● **What to do**
Return each line of the data below exactly, omitting any pictures.

● **Recorded information**
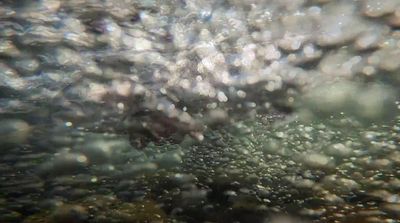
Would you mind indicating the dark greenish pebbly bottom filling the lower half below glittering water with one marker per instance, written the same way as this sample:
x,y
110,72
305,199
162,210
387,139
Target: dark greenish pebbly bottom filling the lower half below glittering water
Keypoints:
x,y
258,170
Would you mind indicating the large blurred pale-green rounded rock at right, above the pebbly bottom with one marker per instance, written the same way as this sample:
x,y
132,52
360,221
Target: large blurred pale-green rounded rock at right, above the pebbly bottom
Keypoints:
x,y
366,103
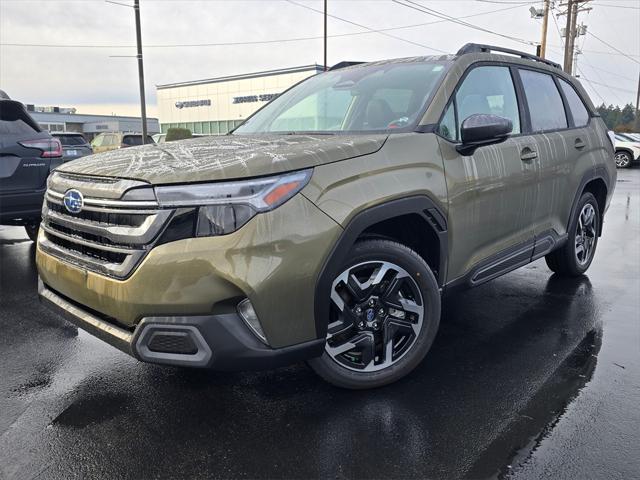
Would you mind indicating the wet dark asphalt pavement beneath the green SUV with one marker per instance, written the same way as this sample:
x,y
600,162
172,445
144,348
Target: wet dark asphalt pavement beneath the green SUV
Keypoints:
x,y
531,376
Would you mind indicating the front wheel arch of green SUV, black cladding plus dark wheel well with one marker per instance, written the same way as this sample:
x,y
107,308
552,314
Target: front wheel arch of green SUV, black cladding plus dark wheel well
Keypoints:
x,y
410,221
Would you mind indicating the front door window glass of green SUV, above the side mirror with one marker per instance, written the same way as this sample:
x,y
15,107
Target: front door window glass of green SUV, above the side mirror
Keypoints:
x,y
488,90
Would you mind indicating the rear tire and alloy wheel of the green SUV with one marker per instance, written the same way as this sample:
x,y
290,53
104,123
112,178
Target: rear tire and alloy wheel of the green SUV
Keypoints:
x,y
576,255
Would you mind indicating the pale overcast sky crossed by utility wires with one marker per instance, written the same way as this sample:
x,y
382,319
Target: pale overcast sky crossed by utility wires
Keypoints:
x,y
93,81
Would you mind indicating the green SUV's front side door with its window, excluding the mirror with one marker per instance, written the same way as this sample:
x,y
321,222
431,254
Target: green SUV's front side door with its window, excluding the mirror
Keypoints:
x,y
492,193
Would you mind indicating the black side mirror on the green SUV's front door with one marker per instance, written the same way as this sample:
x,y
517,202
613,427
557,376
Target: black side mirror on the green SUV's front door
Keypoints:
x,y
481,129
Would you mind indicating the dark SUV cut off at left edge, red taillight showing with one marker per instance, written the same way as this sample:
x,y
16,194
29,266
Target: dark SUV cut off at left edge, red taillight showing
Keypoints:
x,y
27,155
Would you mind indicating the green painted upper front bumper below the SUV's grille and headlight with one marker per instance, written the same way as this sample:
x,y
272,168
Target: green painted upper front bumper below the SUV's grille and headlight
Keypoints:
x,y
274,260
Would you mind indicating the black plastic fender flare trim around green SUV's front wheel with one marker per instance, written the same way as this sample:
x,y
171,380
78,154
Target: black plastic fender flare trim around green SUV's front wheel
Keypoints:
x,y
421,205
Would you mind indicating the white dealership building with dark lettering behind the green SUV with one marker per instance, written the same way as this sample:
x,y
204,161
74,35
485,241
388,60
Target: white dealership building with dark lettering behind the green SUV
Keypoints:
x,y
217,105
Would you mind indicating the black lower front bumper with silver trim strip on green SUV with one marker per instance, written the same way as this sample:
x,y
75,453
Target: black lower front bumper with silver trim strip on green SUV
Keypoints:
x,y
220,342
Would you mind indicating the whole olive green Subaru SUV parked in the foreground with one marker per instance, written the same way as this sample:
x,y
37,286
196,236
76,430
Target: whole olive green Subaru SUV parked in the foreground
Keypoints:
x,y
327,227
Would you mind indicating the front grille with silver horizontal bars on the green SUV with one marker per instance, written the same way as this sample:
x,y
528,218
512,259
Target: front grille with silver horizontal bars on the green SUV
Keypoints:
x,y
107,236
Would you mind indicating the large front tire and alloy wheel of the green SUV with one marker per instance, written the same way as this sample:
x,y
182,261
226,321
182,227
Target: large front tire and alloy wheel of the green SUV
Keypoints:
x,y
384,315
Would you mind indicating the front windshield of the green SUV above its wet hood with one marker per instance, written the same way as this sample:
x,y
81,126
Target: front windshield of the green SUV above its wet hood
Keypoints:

● **Problem solution**
Would you mind indicating the dark greenish pebbly bottom filling the lower half below glittering water with one marker per instance, written the same way as this sample:
x,y
110,72
305,199
162,210
387,139
Target: dark greenish pebbly bottom filling the lower half below glittering water
Keypoints:
x,y
258,170
Would you mind indicating the large blurred pale-green rounded rock at right, above the pebbly bottom with one marker per instance, written the same way as this sample:
x,y
132,52
360,221
Target: large blurred pale-green rounded rock at right, above the pebbly bottom
Keypoints:
x,y
366,103
Would you mind indicating the wet dark asphalt pavement beneath the green SUV with one marker per instance, written the same way as this sample:
x,y
600,162
172,445
144,348
Target: wet dark asphalt pavement beneath the green SUV
Keypoints:
x,y
531,376
Would you mind indicating the front wheel arch of green SUV, black cladding plus dark wheel well with one marker per instance, written the same way as this sample:
x,y
107,308
552,314
Target: front wheel arch of green SUV, black cladding plus dark wheel well
Keypoints:
x,y
410,221
Would you mind indicating the front door window glass of green SUV, above the side mirror with one marker per instance, written the same way as this sample:
x,y
15,107
Target: front door window glass of green SUV, above the side mirror
Keypoints:
x,y
488,90
Would you mind indicating the rear tire and alloy wheel of the green SUV with one marker per instance, written the same way as this sample:
x,y
290,53
104,123
112,178
Target: rear tire and alloy wheel of the green SUV
Keypoints:
x,y
576,255
Would you mind indicating the pale overcast sky crossed by utility wires with one marker per instance, written the same way as this sample:
x,y
382,319
Target: pale overcast sky crossed by utility wires
Keypoints:
x,y
93,81
Would you mind indicating the green SUV's front side door with its window, excluding the mirror with one marker per instance, written the same way as this sample:
x,y
321,222
431,254
Target: green SUV's front side door with its window, excluding the mirror
Keypoints:
x,y
492,193
Would you mind indicating the black side mirror on the green SUV's front door with one marker per instance, written the same way as this sample:
x,y
517,202
613,427
557,376
Target: black side mirror on the green SUV's front door
Keypoints:
x,y
481,129
Would you mind indicating the dark SUV cut off at left edge, red taillight showing with one marker per instance, written the same way as this sample:
x,y
16,194
29,266
Target: dark SUV cut off at left edge, red taillight showing
Keypoints:
x,y
27,155
Would you mind indicating the green painted upper front bumper below the SUV's grille and headlight with one marker per instance, written the same way as this sample:
x,y
272,168
Target: green painted upper front bumper below the SUV's grille and headlight
Keypoints:
x,y
274,260
Would you mind indicating the black plastic fender flare trim around green SUV's front wheel with one marker per instance, written the same way as this sample:
x,y
171,380
78,154
Target: black plastic fender flare trim around green SUV's front wheel
Keypoints:
x,y
421,205
Would you mind indicating the white dealership building with dark lettering behind the green SUV with one marker per instance, written the same way as this sample:
x,y
204,161
74,35
485,241
388,60
Target: white dealership building with dark lettering behind the green SUV
Keypoints:
x,y
217,105
Would you mind indicating the black lower front bumper with silver trim strip on green SUV with one marker per instance, written the same way as this sample:
x,y
75,453
Target: black lower front bumper with silver trim strip on green SUV
Keypoints:
x,y
220,342
Would you mind indicating the whole olive green Subaru SUV parked in the foreground with one marker per instance, written the same way as this sample:
x,y
37,286
196,236
76,430
Target: whole olive green Subaru SUV parked in the foreground
Keypoints:
x,y
327,227
Would you mind indicating the front grille with silver horizontal bars on the green SUV with one marker per instance, written the same way as this sample:
x,y
528,218
512,259
Target: front grille with silver horizontal bars on the green SUV
Keypoints:
x,y
107,236
Would you mind indicating the large front tire and alloy wheel of the green SUV with one marker per instance, written the same way as this sample:
x,y
182,261
226,321
182,227
Target: large front tire and alloy wheel of the green SUV
Keypoints:
x,y
384,315
Would you mind indicating the front windshield of the green SUV above its wet hood with one marker per instance, written the same way as this sample:
x,y
81,126
Target: front windshield of the green SUV above its wet hood
Keypoints:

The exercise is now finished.